Records for processing.
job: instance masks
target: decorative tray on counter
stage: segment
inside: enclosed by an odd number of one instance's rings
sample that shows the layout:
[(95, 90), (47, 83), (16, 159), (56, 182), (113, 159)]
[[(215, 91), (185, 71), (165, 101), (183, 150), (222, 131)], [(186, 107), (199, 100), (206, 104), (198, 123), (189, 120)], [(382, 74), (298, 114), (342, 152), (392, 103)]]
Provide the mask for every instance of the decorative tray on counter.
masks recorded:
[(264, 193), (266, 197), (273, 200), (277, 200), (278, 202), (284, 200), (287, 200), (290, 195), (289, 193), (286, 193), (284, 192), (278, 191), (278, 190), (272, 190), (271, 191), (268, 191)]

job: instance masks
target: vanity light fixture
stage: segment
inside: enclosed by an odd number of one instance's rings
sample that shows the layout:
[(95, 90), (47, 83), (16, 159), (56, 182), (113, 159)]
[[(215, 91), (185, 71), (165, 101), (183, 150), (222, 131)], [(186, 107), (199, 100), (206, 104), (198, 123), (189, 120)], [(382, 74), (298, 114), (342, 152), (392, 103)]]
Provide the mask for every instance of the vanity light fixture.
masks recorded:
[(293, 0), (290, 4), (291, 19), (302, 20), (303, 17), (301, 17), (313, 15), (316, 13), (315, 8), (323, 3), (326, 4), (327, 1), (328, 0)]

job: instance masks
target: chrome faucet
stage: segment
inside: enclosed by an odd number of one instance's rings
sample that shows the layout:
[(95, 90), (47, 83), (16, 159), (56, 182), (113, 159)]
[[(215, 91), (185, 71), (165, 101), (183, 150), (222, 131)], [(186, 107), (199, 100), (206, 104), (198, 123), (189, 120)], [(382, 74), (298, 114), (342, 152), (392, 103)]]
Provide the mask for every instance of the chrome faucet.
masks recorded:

Short exercise. Each line of the material must be restated exactly.

In response.
job: instance masks
target: decorative tray on counter
stage: segment
inside: enclosed by an odd number of one instance's rings
sample that shows the layout:
[(95, 90), (47, 83), (16, 159), (56, 182), (113, 159)]
[[(215, 91), (185, 71), (165, 101), (183, 150), (222, 131)], [(186, 107), (199, 100), (206, 104), (198, 123), (189, 120)], [(382, 74), (298, 114), (342, 152), (392, 103)]]
Provide the mask for every instance of the decorative tray on counter.
masks recorded:
[(264, 193), (266, 197), (273, 200), (277, 200), (278, 202), (284, 200), (287, 200), (290, 195), (289, 193), (286, 193), (284, 192), (278, 191), (278, 190), (272, 190), (271, 191), (268, 191)]

job: instance masks
target: vanity light fixture
stage: segment
inside: enclosed by an odd number of one instance's rings
sample that shows the layout:
[(95, 90), (47, 83), (16, 159), (56, 182), (113, 159)]
[[(215, 91), (185, 71), (165, 101), (183, 150), (222, 131)], [(186, 107), (199, 100), (206, 104), (198, 123), (189, 120)], [(382, 74), (298, 114), (342, 152), (392, 103)]]
Provide the mask for every instance of the vanity light fixture.
masks recorded:
[(293, 0), (290, 4), (291, 19), (302, 20), (303, 17), (301, 17), (313, 15), (316, 13), (315, 8), (323, 3), (326, 4), (327, 1), (328, 0)]

job: instance masks
target: chrome faucet
stage: segment
inside: enclosed by an odd number of one instance's rings
sample that shows the layout:
[(95, 90), (47, 83), (16, 159), (56, 182), (113, 159)]
[[(215, 91), (185, 71), (165, 101), (183, 150), (222, 131)], [(186, 107), (199, 100), (206, 104), (198, 123), (189, 120)], [(382, 74), (298, 114), (342, 152), (392, 103)]]
Provide the mask for every instance of the chrome faucet.
masks recorded:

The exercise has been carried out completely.